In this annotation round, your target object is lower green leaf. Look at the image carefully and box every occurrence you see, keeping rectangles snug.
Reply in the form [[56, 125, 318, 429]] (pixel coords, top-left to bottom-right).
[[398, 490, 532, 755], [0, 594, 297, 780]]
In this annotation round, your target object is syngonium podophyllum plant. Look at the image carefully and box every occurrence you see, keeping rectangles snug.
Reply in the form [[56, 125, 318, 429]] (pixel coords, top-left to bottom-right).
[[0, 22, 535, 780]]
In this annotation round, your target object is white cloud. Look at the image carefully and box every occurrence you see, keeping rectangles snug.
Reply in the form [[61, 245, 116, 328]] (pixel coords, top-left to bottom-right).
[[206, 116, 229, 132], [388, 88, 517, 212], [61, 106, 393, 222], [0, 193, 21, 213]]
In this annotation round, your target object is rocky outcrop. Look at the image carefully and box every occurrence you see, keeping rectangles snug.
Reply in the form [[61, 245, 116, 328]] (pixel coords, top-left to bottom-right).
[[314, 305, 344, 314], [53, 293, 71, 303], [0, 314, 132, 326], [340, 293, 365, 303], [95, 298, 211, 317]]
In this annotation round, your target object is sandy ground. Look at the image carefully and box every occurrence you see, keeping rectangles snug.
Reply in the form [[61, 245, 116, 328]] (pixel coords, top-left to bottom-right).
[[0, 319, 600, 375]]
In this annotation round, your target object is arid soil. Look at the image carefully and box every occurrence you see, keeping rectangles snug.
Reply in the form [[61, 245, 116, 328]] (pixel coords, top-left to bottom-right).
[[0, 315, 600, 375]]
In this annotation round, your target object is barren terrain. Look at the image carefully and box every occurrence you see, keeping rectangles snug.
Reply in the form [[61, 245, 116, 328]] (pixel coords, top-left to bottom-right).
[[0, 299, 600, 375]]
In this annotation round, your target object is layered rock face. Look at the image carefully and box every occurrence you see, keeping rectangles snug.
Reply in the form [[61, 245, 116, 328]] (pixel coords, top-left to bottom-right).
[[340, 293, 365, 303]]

● Instructions for the task: Rewrite the listing above as a JSON list of strings, with each line as its own string and blank lines omitted.

● Result for this exercise:
[
  "In this annotation round, your target object is lower green leaf. Look at the image carefully and box every occurrence you see, keeping rectangles snug.",
  "Reply in the form [[56, 125, 318, 429]] (pixel coords, top-left to bottom-right).",
  "[[398, 490, 532, 755], [0, 594, 297, 780]]",
  "In this annotation round, your target object is syngonium podophyllum plant. Look at the image carefully and box every occurrence you see, keeping rectangles snug.",
  "Reply in the form [[56, 125, 318, 429]] (pixel coords, top-left to bottom-right).",
  "[[0, 22, 535, 780]]",
  "In this annotation round, your target object is white cloud. Look at the image carefully and box every occurrence you see, keeping rectangles snug.",
  "Reply in the form [[61, 245, 116, 328]] (pixel coords, top-left to bottom-right).",
  "[[206, 116, 229, 132], [388, 88, 517, 212], [61, 106, 393, 222], [0, 193, 21, 213]]",
  "In this annotation round, your target object is rocky outcrop. Look at the image carefully and box every occurrence you see, keeping rectangles snug.",
  "Reply in the form [[61, 245, 116, 328]] (pixel coords, top-left to bottom-right).",
  "[[314, 305, 344, 314], [53, 293, 71, 303], [0, 314, 132, 326], [340, 293, 365, 303], [95, 298, 211, 317]]",
  "In this annotation round, your target object is sandy ground. Look at the image carefully and box every occurrence you see, keeping rectangles snug.",
  "Reply in the form [[61, 245, 116, 328]] (pixel coords, top-left to bottom-right).",
  "[[0, 319, 600, 375]]",
  "In this annotation round, your target object is arid soil. Look at the image carefully and box every occurrence you see, keeping rectangles snug.",
  "Reply in the form [[61, 245, 116, 328]] (pixel coords, top-left to bottom-right).",
  "[[0, 315, 600, 375]]",
  "In this annotation round, your target object is barren terrain. Look at the image carefully and box every occurrence you see, keeping rectangles snug.",
  "Reply in the form [[61, 245, 116, 328]] (pixel coords, top-left to bottom-right).",
  "[[0, 299, 600, 375]]",
  "In this annotation round, your target object is layered rock face. Look at the image carefully and box every occurrence you see, keeping rectangles snug.",
  "Reply in the form [[61, 245, 116, 328]] (pixel coords, top-left to bottom-right).",
  "[[340, 293, 365, 303]]"
]